BRIEF: Once you reach the line holding "Where can the flying", write out that line and every later one exactly, ending with the last line of the data; write nothing else.

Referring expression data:
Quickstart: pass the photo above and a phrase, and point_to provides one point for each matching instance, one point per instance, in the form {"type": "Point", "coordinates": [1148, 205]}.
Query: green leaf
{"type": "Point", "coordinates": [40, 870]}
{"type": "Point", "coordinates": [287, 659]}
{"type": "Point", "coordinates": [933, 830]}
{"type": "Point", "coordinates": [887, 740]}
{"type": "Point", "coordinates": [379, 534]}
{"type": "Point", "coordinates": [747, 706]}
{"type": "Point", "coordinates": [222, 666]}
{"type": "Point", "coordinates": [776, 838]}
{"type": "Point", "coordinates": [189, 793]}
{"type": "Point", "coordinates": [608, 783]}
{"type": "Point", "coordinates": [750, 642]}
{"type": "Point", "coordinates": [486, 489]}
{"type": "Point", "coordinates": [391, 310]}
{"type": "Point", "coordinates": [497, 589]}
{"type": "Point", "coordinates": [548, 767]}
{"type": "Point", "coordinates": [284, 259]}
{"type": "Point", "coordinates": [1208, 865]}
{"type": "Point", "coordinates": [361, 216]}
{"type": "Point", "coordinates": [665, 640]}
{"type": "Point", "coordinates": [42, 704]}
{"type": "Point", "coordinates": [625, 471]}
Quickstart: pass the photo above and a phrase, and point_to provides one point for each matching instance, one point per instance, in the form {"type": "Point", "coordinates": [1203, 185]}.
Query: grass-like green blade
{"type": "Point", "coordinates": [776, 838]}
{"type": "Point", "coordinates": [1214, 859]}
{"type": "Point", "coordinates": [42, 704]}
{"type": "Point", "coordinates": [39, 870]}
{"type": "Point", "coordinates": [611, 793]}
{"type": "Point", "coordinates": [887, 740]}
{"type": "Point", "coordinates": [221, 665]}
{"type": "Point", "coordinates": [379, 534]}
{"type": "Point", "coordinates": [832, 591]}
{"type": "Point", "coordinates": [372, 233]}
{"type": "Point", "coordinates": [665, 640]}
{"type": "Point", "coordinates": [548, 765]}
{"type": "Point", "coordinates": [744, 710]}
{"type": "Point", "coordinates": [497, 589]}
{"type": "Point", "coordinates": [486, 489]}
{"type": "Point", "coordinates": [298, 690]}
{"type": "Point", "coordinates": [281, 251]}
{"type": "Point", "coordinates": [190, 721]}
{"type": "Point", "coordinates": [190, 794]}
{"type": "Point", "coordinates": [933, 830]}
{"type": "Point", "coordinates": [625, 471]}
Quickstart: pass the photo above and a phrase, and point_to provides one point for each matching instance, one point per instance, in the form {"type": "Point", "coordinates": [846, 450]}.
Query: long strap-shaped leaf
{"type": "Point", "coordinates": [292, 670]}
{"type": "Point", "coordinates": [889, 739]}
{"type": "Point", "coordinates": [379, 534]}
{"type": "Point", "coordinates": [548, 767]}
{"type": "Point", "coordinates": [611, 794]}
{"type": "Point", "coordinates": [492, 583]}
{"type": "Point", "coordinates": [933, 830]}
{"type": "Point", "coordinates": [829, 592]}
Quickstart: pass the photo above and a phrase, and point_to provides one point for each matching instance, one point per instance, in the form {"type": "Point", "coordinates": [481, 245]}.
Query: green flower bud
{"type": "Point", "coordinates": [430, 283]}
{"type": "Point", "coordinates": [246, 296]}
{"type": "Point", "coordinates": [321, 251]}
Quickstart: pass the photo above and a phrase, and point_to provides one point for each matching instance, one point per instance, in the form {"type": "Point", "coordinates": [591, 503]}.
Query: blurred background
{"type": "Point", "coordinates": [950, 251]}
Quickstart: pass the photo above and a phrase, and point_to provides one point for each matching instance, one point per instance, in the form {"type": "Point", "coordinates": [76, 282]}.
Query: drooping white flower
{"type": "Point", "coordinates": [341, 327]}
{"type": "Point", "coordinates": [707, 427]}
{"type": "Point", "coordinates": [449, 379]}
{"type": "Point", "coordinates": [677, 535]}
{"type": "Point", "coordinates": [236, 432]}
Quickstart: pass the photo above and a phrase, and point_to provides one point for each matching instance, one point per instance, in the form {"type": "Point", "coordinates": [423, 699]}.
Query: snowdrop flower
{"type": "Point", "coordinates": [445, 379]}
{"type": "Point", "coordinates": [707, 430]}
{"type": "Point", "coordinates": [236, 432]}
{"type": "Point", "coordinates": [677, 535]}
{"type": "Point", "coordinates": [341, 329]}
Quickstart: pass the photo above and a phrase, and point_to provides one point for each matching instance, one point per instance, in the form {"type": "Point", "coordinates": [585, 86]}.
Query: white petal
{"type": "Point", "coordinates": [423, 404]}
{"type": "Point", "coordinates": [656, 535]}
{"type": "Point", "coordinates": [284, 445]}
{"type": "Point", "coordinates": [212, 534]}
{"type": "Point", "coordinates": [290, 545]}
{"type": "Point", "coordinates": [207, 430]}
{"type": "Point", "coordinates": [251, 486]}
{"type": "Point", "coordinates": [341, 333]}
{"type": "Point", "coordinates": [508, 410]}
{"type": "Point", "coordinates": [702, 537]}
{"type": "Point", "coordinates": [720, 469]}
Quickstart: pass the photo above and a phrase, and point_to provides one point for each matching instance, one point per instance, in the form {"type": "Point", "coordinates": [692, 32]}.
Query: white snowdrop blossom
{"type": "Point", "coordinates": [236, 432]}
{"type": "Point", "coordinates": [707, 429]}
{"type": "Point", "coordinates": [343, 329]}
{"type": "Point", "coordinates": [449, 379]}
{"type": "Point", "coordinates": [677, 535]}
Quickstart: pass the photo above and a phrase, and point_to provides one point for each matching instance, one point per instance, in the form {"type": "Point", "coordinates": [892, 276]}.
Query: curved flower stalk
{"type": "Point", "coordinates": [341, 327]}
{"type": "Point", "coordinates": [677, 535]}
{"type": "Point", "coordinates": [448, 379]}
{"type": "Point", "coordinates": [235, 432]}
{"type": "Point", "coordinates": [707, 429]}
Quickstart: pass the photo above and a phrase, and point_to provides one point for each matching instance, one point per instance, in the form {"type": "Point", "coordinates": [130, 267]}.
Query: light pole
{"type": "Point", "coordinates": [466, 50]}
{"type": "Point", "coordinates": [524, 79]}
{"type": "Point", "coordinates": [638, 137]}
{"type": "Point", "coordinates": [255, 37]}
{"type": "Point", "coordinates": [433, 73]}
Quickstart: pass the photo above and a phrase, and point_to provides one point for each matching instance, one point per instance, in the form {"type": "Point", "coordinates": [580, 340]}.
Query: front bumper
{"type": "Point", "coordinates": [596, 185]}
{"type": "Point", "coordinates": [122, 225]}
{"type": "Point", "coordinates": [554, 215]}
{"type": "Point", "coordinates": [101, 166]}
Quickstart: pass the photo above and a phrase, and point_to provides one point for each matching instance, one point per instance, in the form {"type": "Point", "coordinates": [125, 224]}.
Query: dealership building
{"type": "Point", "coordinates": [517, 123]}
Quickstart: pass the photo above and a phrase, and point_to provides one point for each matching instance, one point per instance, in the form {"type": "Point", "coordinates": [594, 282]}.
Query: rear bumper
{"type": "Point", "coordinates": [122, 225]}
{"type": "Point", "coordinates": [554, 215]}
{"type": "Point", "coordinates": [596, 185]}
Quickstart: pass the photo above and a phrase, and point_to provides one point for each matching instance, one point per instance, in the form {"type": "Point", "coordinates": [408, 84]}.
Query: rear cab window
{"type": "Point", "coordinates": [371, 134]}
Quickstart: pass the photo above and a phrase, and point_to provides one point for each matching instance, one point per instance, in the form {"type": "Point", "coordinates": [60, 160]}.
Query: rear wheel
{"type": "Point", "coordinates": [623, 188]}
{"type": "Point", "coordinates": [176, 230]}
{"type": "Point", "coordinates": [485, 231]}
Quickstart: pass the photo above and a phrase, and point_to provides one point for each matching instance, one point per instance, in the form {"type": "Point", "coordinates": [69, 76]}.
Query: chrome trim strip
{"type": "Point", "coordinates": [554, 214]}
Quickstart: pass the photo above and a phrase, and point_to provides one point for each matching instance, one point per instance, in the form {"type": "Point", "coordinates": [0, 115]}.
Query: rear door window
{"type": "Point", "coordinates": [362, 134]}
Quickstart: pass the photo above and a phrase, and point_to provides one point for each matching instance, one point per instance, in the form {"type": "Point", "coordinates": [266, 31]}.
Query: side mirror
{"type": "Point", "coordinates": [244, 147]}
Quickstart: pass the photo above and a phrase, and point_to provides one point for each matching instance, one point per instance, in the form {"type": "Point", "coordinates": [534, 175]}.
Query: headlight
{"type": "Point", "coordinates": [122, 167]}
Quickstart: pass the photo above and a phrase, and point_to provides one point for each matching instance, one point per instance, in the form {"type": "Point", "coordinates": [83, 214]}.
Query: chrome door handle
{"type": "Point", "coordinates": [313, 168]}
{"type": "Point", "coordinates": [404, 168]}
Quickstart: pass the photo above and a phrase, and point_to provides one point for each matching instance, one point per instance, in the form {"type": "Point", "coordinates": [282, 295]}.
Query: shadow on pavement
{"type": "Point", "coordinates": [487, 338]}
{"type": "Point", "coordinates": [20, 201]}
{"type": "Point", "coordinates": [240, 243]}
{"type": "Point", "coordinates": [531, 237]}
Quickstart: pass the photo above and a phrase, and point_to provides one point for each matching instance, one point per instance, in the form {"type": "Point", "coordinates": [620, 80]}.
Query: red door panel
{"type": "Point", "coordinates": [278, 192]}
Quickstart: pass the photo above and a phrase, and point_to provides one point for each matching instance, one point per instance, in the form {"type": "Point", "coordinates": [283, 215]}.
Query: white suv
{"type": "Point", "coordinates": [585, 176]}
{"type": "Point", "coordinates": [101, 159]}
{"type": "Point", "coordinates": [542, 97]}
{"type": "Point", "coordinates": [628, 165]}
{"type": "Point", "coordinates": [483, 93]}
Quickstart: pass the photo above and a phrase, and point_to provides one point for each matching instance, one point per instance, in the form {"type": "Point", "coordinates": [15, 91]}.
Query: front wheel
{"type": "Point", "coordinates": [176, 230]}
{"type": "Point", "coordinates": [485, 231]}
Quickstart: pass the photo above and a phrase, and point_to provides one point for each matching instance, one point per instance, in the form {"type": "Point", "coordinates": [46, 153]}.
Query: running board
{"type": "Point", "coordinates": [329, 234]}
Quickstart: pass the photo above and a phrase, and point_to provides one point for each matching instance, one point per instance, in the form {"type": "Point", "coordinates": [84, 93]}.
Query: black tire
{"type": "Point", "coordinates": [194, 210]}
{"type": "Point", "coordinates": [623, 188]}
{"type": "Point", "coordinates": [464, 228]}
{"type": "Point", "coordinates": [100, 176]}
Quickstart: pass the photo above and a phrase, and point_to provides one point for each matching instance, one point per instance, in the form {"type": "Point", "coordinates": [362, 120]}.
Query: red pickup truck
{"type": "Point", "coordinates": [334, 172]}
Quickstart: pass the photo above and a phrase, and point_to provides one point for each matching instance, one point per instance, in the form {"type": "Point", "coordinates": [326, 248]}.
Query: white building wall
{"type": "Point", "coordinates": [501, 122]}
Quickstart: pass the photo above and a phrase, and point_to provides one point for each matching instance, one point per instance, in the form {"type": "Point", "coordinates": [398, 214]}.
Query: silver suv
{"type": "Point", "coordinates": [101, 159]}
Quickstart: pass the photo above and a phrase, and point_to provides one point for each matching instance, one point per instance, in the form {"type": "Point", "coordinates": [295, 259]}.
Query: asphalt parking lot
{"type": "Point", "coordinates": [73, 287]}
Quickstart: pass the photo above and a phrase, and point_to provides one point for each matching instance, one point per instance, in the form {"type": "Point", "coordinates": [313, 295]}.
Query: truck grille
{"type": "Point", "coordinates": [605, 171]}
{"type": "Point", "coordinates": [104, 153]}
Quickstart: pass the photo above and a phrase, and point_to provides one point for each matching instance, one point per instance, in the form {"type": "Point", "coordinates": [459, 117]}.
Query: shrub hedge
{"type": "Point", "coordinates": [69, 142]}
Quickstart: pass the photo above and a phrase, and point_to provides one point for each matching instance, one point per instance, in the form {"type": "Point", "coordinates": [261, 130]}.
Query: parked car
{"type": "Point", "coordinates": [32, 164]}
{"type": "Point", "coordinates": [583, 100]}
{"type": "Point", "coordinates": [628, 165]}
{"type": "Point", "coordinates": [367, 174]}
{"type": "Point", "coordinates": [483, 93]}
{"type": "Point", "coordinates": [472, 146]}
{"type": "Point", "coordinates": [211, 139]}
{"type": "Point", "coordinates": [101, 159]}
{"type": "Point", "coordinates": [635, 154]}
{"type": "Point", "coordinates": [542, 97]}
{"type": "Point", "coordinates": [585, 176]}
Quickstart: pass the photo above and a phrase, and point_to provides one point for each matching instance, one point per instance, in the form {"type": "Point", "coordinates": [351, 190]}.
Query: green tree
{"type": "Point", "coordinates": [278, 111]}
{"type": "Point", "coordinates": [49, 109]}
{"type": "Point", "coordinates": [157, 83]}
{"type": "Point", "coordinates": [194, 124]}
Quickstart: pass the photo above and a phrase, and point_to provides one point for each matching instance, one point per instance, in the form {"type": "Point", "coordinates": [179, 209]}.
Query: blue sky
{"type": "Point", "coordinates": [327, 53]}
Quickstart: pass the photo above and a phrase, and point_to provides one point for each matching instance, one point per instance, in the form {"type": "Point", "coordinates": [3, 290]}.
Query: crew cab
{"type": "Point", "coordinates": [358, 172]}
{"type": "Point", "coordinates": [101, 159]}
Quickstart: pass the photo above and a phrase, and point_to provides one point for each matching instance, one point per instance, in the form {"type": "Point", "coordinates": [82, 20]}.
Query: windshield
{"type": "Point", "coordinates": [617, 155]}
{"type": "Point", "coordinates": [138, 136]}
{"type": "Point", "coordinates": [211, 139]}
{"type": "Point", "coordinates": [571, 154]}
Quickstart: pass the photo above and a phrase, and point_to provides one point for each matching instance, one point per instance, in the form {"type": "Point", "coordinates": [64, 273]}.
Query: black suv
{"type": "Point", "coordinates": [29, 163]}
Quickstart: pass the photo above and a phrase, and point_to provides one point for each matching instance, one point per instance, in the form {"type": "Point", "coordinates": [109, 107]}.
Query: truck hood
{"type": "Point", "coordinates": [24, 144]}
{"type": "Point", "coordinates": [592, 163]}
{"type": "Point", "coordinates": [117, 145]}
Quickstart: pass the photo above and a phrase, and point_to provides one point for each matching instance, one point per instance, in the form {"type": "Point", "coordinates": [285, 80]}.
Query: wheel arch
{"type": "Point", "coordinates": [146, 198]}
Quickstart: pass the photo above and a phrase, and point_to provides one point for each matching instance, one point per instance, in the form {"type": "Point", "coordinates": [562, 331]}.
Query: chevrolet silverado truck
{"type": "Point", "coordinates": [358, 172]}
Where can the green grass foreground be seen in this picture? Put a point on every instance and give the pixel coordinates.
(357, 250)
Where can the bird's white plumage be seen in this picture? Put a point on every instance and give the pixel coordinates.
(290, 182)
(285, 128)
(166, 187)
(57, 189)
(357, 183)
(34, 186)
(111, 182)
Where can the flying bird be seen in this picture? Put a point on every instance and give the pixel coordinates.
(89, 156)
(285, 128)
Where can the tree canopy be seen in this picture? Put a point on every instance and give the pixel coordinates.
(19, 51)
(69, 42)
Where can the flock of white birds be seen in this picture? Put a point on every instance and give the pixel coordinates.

WRITTEN SOLUTION:
Where can the flying bird be seen in this picture? Put a point on every instance and give the pixel coordinates.
(89, 156)
(285, 128)
Where can the tree canopy be seen in this picture? Put a point on every instance and give the pixel coordinates.
(19, 51)
(69, 42)
Where can the flock of white birds be seen in this picture? Put a point on every instance and give the pixel coordinates.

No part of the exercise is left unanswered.